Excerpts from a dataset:

*-*-*

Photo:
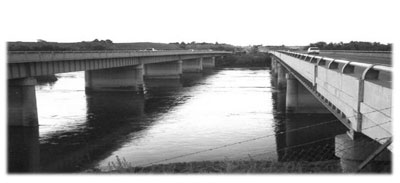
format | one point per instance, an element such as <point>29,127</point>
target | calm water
<point>224,114</point>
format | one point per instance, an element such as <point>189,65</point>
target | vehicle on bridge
<point>150,49</point>
<point>313,50</point>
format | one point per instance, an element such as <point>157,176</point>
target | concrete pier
<point>122,78</point>
<point>281,75</point>
<point>193,65</point>
<point>208,63</point>
<point>22,110</point>
<point>165,70</point>
<point>299,99</point>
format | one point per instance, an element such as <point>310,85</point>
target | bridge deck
<point>358,93</point>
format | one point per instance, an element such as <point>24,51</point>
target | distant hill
<point>83,46</point>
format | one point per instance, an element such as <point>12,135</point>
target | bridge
<point>104,71</point>
<point>358,94</point>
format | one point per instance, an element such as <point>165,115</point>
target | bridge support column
<point>193,65</point>
<point>208,63</point>
<point>22,109</point>
<point>353,152</point>
<point>115,79</point>
<point>164,70</point>
<point>299,99</point>
<point>281,75</point>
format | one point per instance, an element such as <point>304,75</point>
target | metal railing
<point>46,56</point>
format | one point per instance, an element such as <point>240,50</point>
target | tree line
<point>352,45</point>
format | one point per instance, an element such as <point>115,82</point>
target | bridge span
<point>358,94</point>
<point>104,71</point>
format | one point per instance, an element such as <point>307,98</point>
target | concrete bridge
<point>358,94</point>
<point>104,71</point>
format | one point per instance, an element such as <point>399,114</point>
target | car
<point>313,50</point>
<point>150,49</point>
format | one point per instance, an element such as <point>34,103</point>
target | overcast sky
<point>246,22</point>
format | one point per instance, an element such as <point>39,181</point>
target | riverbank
<point>235,167</point>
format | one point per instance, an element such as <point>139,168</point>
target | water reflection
<point>303,137</point>
<point>80,130</point>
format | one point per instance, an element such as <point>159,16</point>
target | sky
<point>237,22</point>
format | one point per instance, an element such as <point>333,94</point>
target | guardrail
<point>356,51</point>
<point>45,56</point>
<point>352,88</point>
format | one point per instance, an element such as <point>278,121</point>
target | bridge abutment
<point>300,100</point>
<point>208,63</point>
<point>192,65</point>
<point>121,78</point>
<point>165,70</point>
<point>22,108</point>
<point>352,152</point>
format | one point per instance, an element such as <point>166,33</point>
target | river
<point>224,114</point>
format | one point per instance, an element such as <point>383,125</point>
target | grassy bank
<point>332,166</point>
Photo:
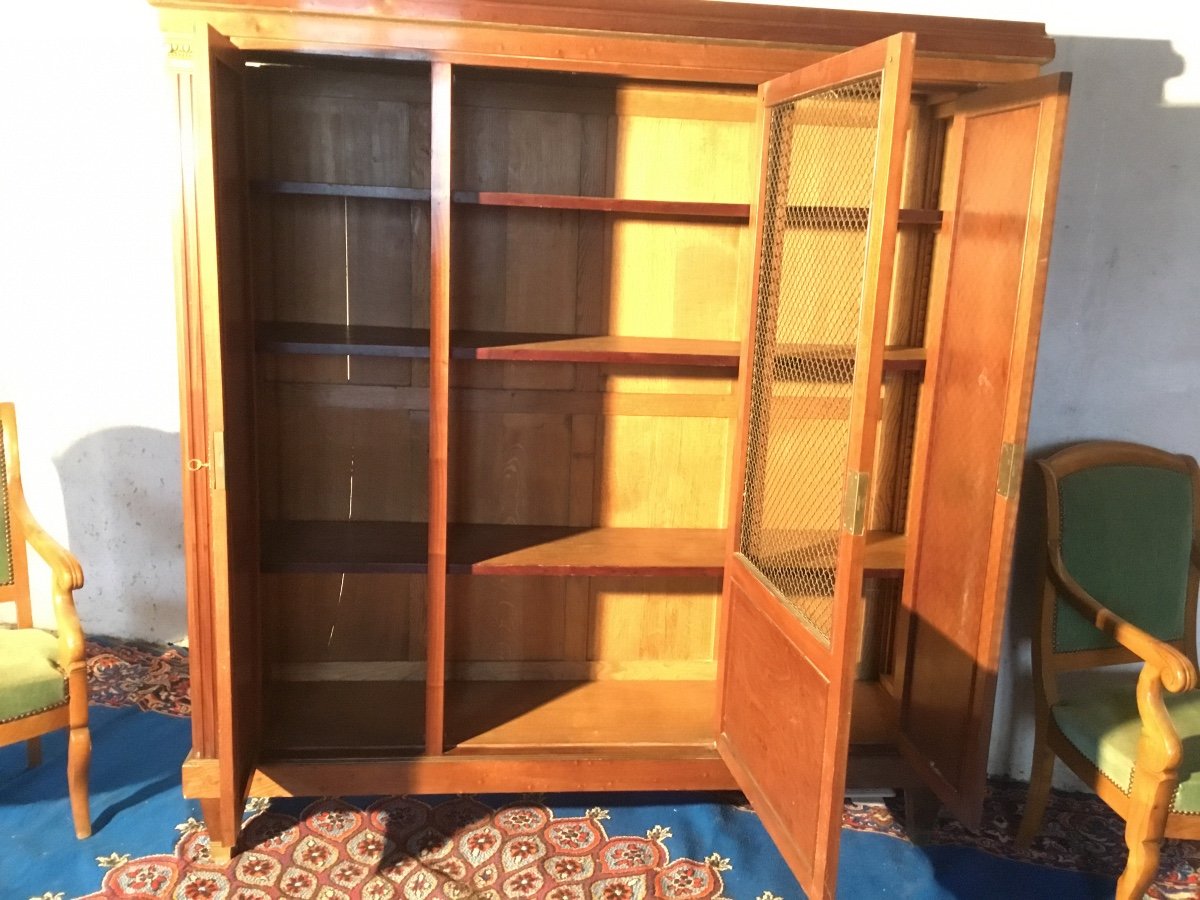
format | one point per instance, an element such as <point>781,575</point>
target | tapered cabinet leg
<point>921,809</point>
<point>1039,787</point>
<point>78,766</point>
<point>223,832</point>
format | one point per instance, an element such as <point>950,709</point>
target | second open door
<point>833,139</point>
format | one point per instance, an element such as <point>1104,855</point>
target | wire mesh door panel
<point>829,192</point>
<point>811,287</point>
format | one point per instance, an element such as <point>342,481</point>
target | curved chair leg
<point>1039,786</point>
<point>1145,827</point>
<point>78,763</point>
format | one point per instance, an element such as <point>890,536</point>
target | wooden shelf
<point>324,189</point>
<point>345,546</point>
<point>606,348</point>
<point>810,216</point>
<point>401,547</point>
<point>321,339</point>
<point>672,209</point>
<point>345,719</point>
<point>341,718</point>
<point>549,550</point>
<point>304,337</point>
<point>547,717</point>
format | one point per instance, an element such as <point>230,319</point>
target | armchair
<point>1121,574</point>
<point>43,679</point>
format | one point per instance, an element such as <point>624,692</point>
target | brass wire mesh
<point>813,275</point>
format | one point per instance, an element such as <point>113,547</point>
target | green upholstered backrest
<point>1127,540</point>
<point>6,562</point>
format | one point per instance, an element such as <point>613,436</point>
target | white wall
<point>87,304</point>
<point>88,309</point>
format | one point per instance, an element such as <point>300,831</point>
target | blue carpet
<point>137,804</point>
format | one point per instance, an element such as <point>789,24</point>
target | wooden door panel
<point>228,387</point>
<point>784,781</point>
<point>1003,147</point>
<point>826,223</point>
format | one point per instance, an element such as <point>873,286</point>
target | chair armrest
<point>66,575</point>
<point>1173,667</point>
<point>65,569</point>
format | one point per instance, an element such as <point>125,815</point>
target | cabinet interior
<point>599,267</point>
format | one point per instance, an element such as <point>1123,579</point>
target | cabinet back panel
<point>313,621</point>
<point>322,461</point>
<point>340,126</point>
<point>569,273</point>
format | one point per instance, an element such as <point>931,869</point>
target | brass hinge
<point>1011,459</point>
<point>215,463</point>
<point>855,510</point>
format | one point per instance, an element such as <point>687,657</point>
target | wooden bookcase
<point>497,437</point>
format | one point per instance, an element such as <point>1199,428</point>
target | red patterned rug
<point>1079,832</point>
<point>403,849</point>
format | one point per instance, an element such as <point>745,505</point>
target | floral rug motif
<point>126,675</point>
<point>1079,832</point>
<point>406,850</point>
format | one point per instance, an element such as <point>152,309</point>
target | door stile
<point>192,433</point>
<point>738,501</point>
<point>227,461</point>
<point>439,406</point>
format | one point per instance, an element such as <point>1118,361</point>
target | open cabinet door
<point>833,139</point>
<point>1003,148</point>
<point>227,384</point>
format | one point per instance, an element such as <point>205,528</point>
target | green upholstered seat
<point>1127,540</point>
<point>1102,723</point>
<point>30,678</point>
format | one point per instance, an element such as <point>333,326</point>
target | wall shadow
<point>124,509</point>
<point>1117,355</point>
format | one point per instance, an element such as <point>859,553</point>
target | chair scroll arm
<point>66,575</point>
<point>1173,667</point>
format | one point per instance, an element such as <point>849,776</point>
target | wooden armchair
<point>43,681</point>
<point>1122,569</point>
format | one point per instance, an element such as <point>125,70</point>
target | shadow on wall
<point>124,510</point>
<point>1117,357</point>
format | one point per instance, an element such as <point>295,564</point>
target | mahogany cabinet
<point>609,400</point>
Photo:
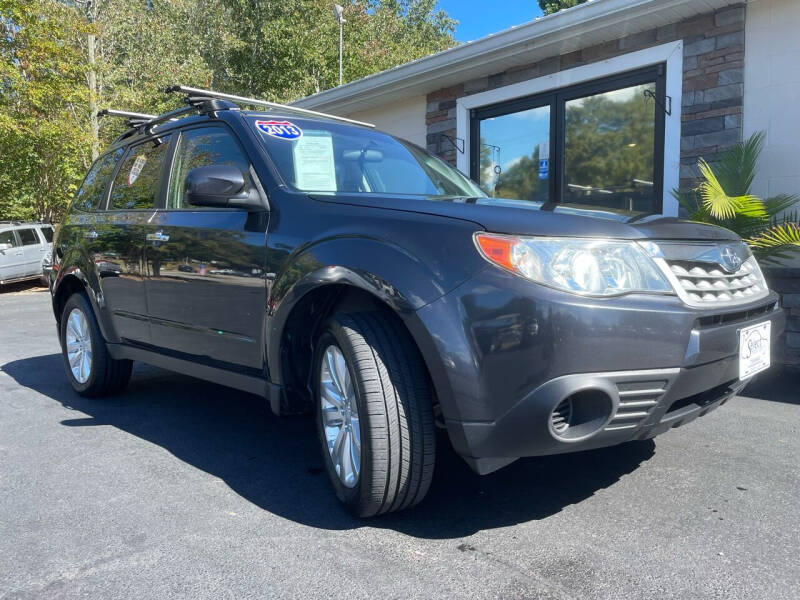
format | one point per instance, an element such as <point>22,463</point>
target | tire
<point>393,408</point>
<point>102,375</point>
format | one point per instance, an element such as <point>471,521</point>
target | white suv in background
<point>25,251</point>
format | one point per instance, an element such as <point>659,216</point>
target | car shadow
<point>29,286</point>
<point>275,463</point>
<point>779,384</point>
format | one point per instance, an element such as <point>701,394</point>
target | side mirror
<point>220,186</point>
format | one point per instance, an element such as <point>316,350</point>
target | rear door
<point>206,291</point>
<point>136,192</point>
<point>32,251</point>
<point>12,258</point>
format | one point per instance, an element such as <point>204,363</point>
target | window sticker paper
<point>314,167</point>
<point>136,168</point>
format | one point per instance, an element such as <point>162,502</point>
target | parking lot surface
<point>182,488</point>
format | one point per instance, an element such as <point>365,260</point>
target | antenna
<point>197,92</point>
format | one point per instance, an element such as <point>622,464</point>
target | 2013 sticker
<point>284,130</point>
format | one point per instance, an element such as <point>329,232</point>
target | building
<point>609,103</point>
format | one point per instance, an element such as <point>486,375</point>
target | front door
<point>32,252</point>
<point>206,287</point>
<point>12,256</point>
<point>120,237</point>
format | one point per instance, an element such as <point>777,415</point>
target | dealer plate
<point>754,349</point>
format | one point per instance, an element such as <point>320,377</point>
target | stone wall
<point>713,84</point>
<point>786,281</point>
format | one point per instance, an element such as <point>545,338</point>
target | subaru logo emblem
<point>731,261</point>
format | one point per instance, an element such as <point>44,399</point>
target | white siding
<point>772,91</point>
<point>405,119</point>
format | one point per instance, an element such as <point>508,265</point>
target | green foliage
<point>724,198</point>
<point>63,60</point>
<point>551,6</point>
<point>43,141</point>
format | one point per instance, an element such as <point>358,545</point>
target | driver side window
<point>200,148</point>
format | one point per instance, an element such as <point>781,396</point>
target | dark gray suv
<point>338,271</point>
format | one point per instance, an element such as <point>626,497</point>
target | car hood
<point>524,217</point>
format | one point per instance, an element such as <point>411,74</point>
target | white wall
<point>405,119</point>
<point>772,92</point>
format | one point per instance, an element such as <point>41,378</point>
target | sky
<point>478,18</point>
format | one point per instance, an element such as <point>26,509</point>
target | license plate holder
<point>754,349</point>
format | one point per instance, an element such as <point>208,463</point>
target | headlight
<point>589,267</point>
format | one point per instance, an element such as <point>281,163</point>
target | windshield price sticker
<point>284,130</point>
<point>314,165</point>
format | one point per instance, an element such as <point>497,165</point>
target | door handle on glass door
<point>158,236</point>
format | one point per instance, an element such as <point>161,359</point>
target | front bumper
<point>512,356</point>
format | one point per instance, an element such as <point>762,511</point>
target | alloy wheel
<point>340,416</point>
<point>78,341</point>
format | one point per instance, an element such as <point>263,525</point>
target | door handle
<point>158,236</point>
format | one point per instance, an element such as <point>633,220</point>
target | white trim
<point>563,32</point>
<point>671,54</point>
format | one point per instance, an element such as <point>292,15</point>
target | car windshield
<point>321,156</point>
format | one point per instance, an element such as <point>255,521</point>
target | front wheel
<point>374,414</point>
<point>89,367</point>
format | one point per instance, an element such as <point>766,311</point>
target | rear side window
<point>200,148</point>
<point>47,232</point>
<point>28,237</point>
<point>8,237</point>
<point>90,194</point>
<point>139,178</point>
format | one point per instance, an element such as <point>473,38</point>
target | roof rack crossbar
<point>254,101</point>
<point>134,119</point>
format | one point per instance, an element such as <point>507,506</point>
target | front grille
<point>707,283</point>
<point>636,400</point>
<point>711,274</point>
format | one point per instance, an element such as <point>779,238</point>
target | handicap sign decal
<point>285,130</point>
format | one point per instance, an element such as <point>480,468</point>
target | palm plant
<point>724,198</point>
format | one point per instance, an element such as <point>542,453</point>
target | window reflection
<point>515,153</point>
<point>608,149</point>
<point>139,178</point>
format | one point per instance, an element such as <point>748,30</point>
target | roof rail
<point>195,93</point>
<point>134,119</point>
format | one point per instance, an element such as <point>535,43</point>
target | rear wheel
<point>89,367</point>
<point>374,413</point>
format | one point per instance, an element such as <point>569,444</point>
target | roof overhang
<point>582,26</point>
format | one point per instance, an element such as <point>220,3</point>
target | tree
<point>724,198</point>
<point>552,6</point>
<point>64,60</point>
<point>290,49</point>
<point>44,142</point>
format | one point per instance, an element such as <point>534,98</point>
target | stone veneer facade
<point>713,84</point>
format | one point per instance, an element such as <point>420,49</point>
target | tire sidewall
<point>79,301</point>
<point>353,497</point>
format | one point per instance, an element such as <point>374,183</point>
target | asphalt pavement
<point>182,488</point>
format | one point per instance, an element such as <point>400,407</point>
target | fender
<point>76,265</point>
<point>393,275</point>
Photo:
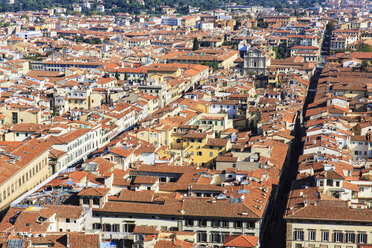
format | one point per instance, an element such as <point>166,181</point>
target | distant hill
<point>151,6</point>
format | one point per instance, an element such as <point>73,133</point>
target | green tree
<point>215,65</point>
<point>365,48</point>
<point>196,44</point>
<point>364,66</point>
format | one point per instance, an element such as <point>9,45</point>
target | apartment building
<point>75,145</point>
<point>23,167</point>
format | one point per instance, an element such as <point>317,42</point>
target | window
<point>202,223</point>
<point>216,237</point>
<point>362,238</point>
<point>337,237</point>
<point>325,236</point>
<point>298,235</point>
<point>312,235</point>
<point>202,237</point>
<point>224,223</point>
<point>238,224</point>
<point>216,223</point>
<point>350,237</point>
<point>115,228</point>
<point>250,224</point>
<point>189,222</point>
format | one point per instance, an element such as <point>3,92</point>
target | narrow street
<point>275,235</point>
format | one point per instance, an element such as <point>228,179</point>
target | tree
<point>215,65</point>
<point>365,48</point>
<point>125,76</point>
<point>364,66</point>
<point>195,44</point>
<point>117,75</point>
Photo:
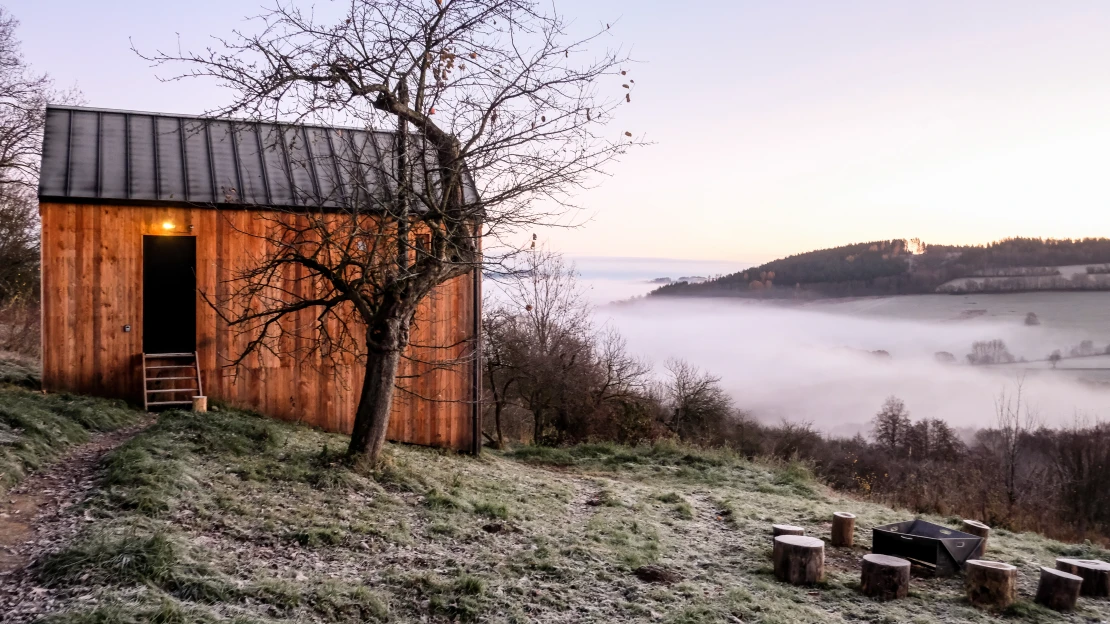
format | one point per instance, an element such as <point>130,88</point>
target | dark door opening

*-*-*

→ Task objective
Above are the records; print exactly the lines from the line with "target | car windshield" to the line with "such as <point>507,506</point>", including both, and nothing else.

→ Task answer
target | car windshield
<point>321,156</point>
format | one point per instance, an element such as <point>255,521</point>
target | front wheel
<point>374,414</point>
<point>89,367</point>
format | one point per instance, an element such as <point>766,311</point>
target | rear side window
<point>200,148</point>
<point>47,232</point>
<point>28,237</point>
<point>8,237</point>
<point>90,194</point>
<point>139,178</point>
format | one point per instance, an element such as <point>473,38</point>
target | roof rack crossbar
<point>254,101</point>
<point>134,119</point>
format | one point per instance, an element such as <point>507,506</point>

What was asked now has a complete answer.